WHAT IS EXPECTED: Without the images, write out all of the following entries exactly.
-- Start SUPPLIED DATA --
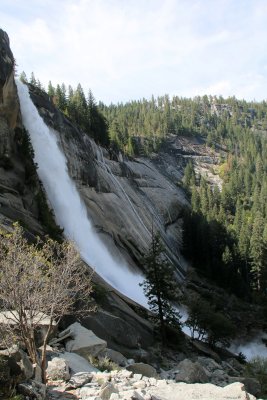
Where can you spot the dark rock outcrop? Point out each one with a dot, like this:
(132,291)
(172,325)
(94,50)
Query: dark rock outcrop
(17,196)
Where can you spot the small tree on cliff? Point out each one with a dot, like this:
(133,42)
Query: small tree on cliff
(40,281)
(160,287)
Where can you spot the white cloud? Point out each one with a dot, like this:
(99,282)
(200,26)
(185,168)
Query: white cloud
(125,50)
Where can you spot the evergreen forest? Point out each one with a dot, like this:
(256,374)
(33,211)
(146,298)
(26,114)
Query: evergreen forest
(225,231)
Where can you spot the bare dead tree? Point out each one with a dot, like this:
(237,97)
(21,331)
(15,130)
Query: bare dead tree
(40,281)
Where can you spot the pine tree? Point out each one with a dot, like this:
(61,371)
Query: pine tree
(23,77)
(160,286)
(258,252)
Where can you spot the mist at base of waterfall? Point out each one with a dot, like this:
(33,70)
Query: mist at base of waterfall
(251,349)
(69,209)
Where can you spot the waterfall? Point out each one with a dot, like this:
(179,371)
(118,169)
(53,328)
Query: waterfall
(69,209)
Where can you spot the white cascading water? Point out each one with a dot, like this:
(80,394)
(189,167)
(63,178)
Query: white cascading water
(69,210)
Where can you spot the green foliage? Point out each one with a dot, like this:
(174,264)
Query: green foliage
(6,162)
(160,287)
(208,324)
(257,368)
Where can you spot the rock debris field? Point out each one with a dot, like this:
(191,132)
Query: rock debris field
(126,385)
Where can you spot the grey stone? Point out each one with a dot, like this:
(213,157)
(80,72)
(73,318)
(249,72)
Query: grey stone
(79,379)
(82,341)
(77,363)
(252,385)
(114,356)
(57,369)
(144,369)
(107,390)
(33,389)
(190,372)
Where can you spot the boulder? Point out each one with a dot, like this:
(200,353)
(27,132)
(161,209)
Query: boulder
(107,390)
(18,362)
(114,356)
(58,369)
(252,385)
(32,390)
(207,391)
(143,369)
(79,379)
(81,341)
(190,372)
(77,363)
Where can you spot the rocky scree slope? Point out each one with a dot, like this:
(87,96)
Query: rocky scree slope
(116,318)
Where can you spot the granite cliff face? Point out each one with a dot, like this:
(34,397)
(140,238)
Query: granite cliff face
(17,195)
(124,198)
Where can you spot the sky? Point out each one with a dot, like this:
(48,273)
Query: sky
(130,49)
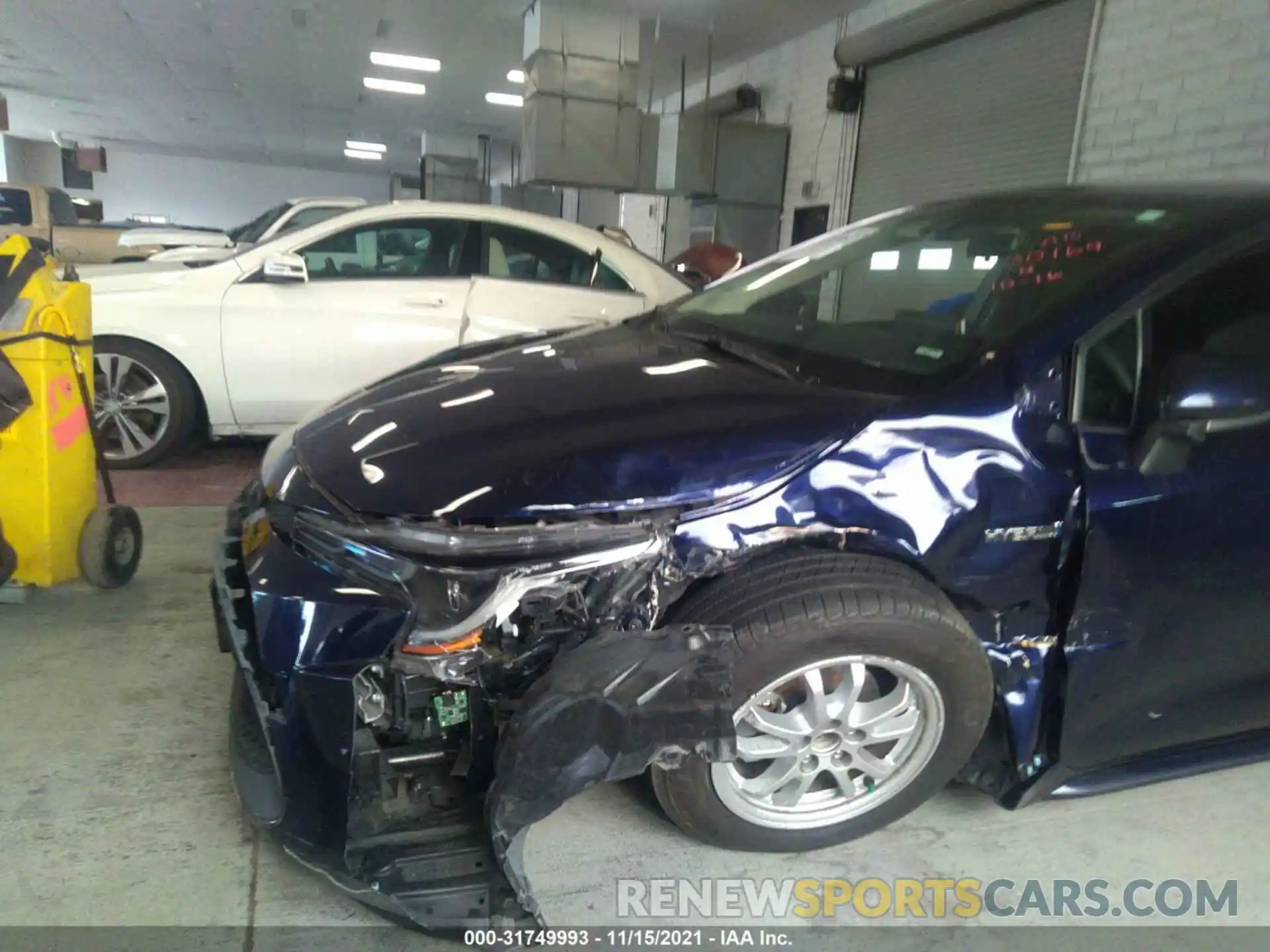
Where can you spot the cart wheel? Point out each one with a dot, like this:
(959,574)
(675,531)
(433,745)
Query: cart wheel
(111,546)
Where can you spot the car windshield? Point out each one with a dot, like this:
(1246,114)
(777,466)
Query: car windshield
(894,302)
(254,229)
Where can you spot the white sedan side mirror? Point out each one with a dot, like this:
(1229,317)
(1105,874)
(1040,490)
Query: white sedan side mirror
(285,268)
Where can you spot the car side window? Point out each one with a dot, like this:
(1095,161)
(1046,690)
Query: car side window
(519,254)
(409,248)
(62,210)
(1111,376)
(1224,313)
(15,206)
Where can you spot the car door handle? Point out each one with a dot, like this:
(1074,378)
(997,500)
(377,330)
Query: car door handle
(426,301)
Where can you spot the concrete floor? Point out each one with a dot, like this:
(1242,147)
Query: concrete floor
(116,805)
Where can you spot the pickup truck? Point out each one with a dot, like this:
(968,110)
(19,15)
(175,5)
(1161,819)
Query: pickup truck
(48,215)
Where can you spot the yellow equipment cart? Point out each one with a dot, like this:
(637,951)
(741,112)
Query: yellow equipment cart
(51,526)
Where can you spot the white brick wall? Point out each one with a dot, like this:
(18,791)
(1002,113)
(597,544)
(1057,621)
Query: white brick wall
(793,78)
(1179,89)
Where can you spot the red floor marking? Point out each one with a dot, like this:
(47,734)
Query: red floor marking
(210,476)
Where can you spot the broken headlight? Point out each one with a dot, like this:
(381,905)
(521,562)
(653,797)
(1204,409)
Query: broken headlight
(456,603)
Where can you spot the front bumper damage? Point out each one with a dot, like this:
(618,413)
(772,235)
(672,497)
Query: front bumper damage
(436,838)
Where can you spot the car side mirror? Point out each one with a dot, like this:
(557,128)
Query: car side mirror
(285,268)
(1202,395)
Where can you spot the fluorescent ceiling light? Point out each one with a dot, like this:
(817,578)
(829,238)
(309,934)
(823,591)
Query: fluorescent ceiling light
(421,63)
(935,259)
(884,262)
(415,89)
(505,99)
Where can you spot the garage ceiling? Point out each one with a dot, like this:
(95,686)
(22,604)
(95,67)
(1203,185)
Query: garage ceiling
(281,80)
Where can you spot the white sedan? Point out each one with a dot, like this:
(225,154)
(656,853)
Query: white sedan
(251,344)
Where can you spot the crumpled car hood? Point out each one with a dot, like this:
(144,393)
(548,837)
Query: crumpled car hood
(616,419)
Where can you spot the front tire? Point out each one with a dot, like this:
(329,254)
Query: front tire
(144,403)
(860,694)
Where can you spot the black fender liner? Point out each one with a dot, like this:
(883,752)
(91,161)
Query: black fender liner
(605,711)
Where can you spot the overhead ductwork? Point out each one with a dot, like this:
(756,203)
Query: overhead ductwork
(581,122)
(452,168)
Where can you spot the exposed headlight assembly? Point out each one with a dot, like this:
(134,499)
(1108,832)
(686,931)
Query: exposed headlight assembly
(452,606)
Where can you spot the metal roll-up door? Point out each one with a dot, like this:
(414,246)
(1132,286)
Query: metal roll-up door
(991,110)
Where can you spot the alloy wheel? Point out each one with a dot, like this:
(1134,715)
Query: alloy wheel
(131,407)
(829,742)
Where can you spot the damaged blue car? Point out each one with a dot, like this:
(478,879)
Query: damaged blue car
-- End SUPPLIED DATA --
TASK RESPONSE:
Where can you spot the dark rock outcrop? Point out each one with a dot, like this:
(132,291)
(172,325)
(94,50)
Query: dark rock outcrop
(17,196)
Where can you spot the small tree on cliff? Point out each one with a dot, like this:
(133,42)
Query: small tree on cliff
(40,281)
(160,287)
Where can you spot the white cloud? Point out each one with a dot, like this:
(99,282)
(200,26)
(185,168)
Query: white cloud
(125,50)
Where can you spot the evergreen forest? Point out each one with a dot, like this:
(256,374)
(33,211)
(146,298)
(26,114)
Query: evergreen forest
(225,231)
Where can you spot the bare dead tree? Point out each one with a dot, like this:
(237,97)
(21,331)
(15,130)
Query: bare dead tree
(40,281)
Where can you spot the pine tree? Point out each one with a dot, like this:
(61,371)
Query: pine tree
(23,77)
(160,286)
(258,252)
Where can you spot the mist at base of waterfall? Point out each one with a dot, like this:
(33,70)
Query: mist at base of waterfall
(251,349)
(69,209)
Where can you spot the waterfall? Point out each one with a dot, like this:
(179,371)
(118,169)
(53,328)
Query: waterfall
(69,209)
Where can you spot the white cascading water? Point out each one with a dot, like this:
(80,394)
(189,167)
(63,178)
Query: white cascading water
(69,210)
Where can you spot the green foliage? Point out each one with a dot, like this:
(174,264)
Query: green foliage
(6,162)
(160,287)
(208,324)
(257,368)
Where can you spot the rock debris field? Point out each one with a dot, like this:
(191,132)
Query: rock debris field
(126,385)
Where can you spot the grey stone? Point out each one with a dot, like this:
(213,157)
(80,72)
(73,318)
(249,72)
Query: grey stone
(79,379)
(82,341)
(77,363)
(252,385)
(114,356)
(57,369)
(144,369)
(107,390)
(33,389)
(190,372)
Where can you spot the boulder? Point out each one with a dot, like this:
(200,353)
(27,132)
(161,209)
Query: boulder
(107,390)
(18,362)
(114,356)
(58,369)
(252,385)
(32,390)
(207,391)
(143,369)
(79,379)
(81,341)
(190,372)
(77,363)
Where can you spot the rocky scree slope? Point out each one with a dot, like this:
(87,96)
Query: rocky scree slope
(116,318)
Where can you spot the granite cliff face? Point out each one with a dot, like this:
(34,397)
(140,238)
Query: granite cliff face
(17,195)
(124,198)
Where can you spot the sky? Point out each one with a dot, like this:
(48,273)
Query: sky
(130,49)
Where can you spot the cart wheel? Point out each one with a dot, like this:
(959,574)
(675,531)
(433,745)
Query: cart wheel
(111,546)
Where can you spot the car windshield? Point out each one with a dot, like this:
(1246,114)
(777,466)
Query: car windshield
(894,302)
(254,229)
Where can you spot the white sedan side mirror? Point out each one with a dot, like this:
(1229,317)
(1105,874)
(1040,490)
Query: white sedan side mirror
(285,268)
Where can you spot the car side window? Point out each one with a dot, like this:
(1095,161)
(1046,690)
Query: car side window
(519,254)
(409,248)
(62,210)
(1111,376)
(1224,313)
(15,206)
Where can you spot the car door handle? Point out each one with a dot, like this:
(1074,378)
(997,500)
(377,330)
Query: car door handle
(426,301)
Where can you spot the concrete floor? Point out each one with a dot, like this:
(1242,147)
Query: concrete floor
(116,805)
Where can you spot the pickup truck? Point out each one with a dot, like this:
(968,110)
(19,15)
(175,5)
(1161,819)
Query: pickup truck
(48,215)
Where can you spot the yellow equipment cart? Point out each one with a dot, like this:
(637,951)
(741,112)
Query: yellow equipment cart
(51,526)
Where can you spot the white brick wall? Point out each one with a dot, like this:
(18,791)
(1002,113)
(597,544)
(1057,621)
Query: white brick wall
(793,78)
(1179,89)
Where can you spot the red floor marking? Point out each one with a dot, like this:
(47,734)
Query: red floor marking
(210,476)
Where can you spot the broken headlight? Point out each one with a dot, like this:
(381,905)
(521,562)
(653,797)
(1204,409)
Query: broken headlight
(456,603)
Where can you spot the front bumper damage? Point out each one with a dot, like this:
(618,413)
(772,235)
(672,497)
Query: front bumper damage
(436,838)
Where can you spot the car side mirror? Point out each one with a dot, like this:
(557,128)
Query: car side mirror
(285,268)
(1202,395)
Where can you spot the fluorescent ceiling light? Point out each one with a dot, like this:
(817,578)
(829,238)
(309,934)
(823,591)
Query: fluorescent ceiling light
(421,63)
(935,259)
(884,262)
(415,89)
(505,99)
Where can you spot the garage ceiling? Point out each one with a dot, like this:
(95,686)
(22,604)
(95,67)
(1203,185)
Query: garage ceiling
(281,80)
Where can you spot the white sedan? Point out each one with a dot, like this:
(225,154)
(656,853)
Query: white sedan
(251,344)
Where can you spot the crumpled car hood? Point out each one with a dot, like this:
(144,393)
(548,837)
Query: crumpled car hood
(616,419)
Where can you spot the front tire? Point out each one with a dot, like this:
(329,254)
Query: front tire
(144,403)
(860,694)
Where can you spot the black fender liner? Point out each one with a dot, like this:
(883,752)
(91,161)
Query: black fender liner
(605,711)
Where can you spot the overhead ductwork? Point out each one with a dot, like this:
(756,203)
Query: overhead ductwork
(581,122)
(452,168)
Where can you spot the exposed headlight assembly? Point out each one with a dot, like this:
(134,499)
(1108,832)
(686,931)
Query: exposed headlight assembly
(452,606)
Where can you spot the metal roll-up door? Point out each one with a dot, like this:
(414,246)
(1132,286)
Query: metal roll-up door
(991,110)
Where can you spot the alloy wheel? Point out each one with a dot, like this:
(1134,715)
Query: alloy wheel
(131,407)
(829,742)
Where can you spot the damaged blue car? Point out each one with a dot, like this:
(478,879)
Query: damaged blue car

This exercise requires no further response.